Texte support:

....

Par Jean-Paul Kozminski

Les  célébrations entourant le 30ième anniversaire de la naissance de SOLIDARNOSC  ont été un tournant dans la vie de ce grand mouvement libérateur du joug communiste.

Un grand virage puisque Lech Walesa a refusé de participer aux différentes commémorations. Ce grand tribun ne reconnait plus le syndicat dont il a été le porte-parole. Il aimerait voir Solidarnosc comme un mouvement social et non comme un syndicat.

Que c’est-il passé? Comme un boxeur qui a gagné son combat après 15 terribles rounds ou les coups les plus durs lui ont été assénés, Solidarnosc, épuisé, n’a pu se permettre de jouir de sa victoire très longtemps.

Un boxeur encore étourdi par les crochets et uppercuts ne peut prendre des décisions éclairées sur tous les aspects de la vie. Le temps de la récupération crée un vide obligatoirement comblé par l’urgence de décisions à prendre.

Grand virage vers une polarisation des idées : d’un côté un parti politique (Loi et justice) dirigé par J.Kaczynski  et de l’autre le parti de la Plateforme civique appuyé par Lech Walesa et dont le président actuel est M.Komorowski.  Disons que Loi et justice fait appel aux valeurs traditionnelles nationales et patriotiques de la Pologne ancestrale et que Plateforme civique est tournée vers l’économie ouverte, européenne, entraînant les ajustements domestiques tels que ajustement de la monnaie et des taux d’intérêts, échanges commerciaux, compétitivité accrue, etc…  problématique qui nous est familière mais qui, pour un peuple qui vient de retrouver de retrouver sa liberté (30 ans, c’est jeune) nécessite un grand effort de compréhension et d’adaptation.

....

Données fournies:

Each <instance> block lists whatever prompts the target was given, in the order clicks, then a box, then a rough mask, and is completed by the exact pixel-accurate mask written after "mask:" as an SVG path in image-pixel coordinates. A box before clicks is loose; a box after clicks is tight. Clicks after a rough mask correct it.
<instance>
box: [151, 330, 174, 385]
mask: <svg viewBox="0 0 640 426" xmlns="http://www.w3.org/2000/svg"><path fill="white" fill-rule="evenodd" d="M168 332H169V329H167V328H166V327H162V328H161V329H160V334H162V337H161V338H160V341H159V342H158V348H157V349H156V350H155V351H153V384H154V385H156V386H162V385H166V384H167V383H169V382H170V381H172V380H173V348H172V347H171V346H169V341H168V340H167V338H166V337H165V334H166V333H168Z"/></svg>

....

Travail demandé:
1. Répondez brièvement à ces questions sur l'extrait sur Solidarnosc :
(a) Quel anniversaire les célébrations marquaient-elles ?
(b) Comment Lech Walesa aimerait-il voir Solidarnosc ?
(c) Qui dirige le parti Loi et justice ?
2. Ces affirmations concordent-elles avec l'extrait sur Solidarnosc ? Répondez par oui ou non et citez les mots du texte qui tranchent.
(a) Lech Walesa a pris part aux commémorations.
(b) La Plateforme civique est appuyée par Lech Walesa.
(c) Loi et justice est tournée vers l'économie ouverte et européenne.
3. Présentez sous forme de liste le paragraphe de l'extrait sur Solidarnosc qui commence par « Grand virage vers une polarisation des idées », en gardant ses faits principaux.
Les lignes ne jouent aucun rôle dans ce travail.

Corrigé:
1.
(a) Le 30e anniversaire de la naissance de Solidarnosc.
(b) Comme un mouvement social et non comme un syndicat.
(c) J. Kaczynski.

2.
(a) Non : « Lech Walesa a refusé de participer aux différentes commémorations ».
(b) Oui : « le parti de la Plateforme civique appuyé par Lech Walesa ».
(c) Non : « Loi et justice fait appel aux valeurs traditionnelles nationales et patriotiques de la Pologne ancestrale ».

3.
- Les idées se polarisent entre deux partis.
- Loi et justice : dirigé par J. Kaczynski, ce parti fait appel aux valeurs traditionnelles, nationales et patriotiques de la Pologne ancestrale.
- Plateforme civique : ce parti est appuyé par Lech Walesa et son président actuel est M. Komorowski. Il est tourné vers l'économie ouverte et européenne, ce qui entraîne des ajustements intérieurs : monnaie, taux d'intérêt, échanges commerciaux, compétitivité accrue.
- Pour un peuple qui vient de retrouver sa liberté, ces enjeux demandent un grand effort de compréhension et d'adaptation.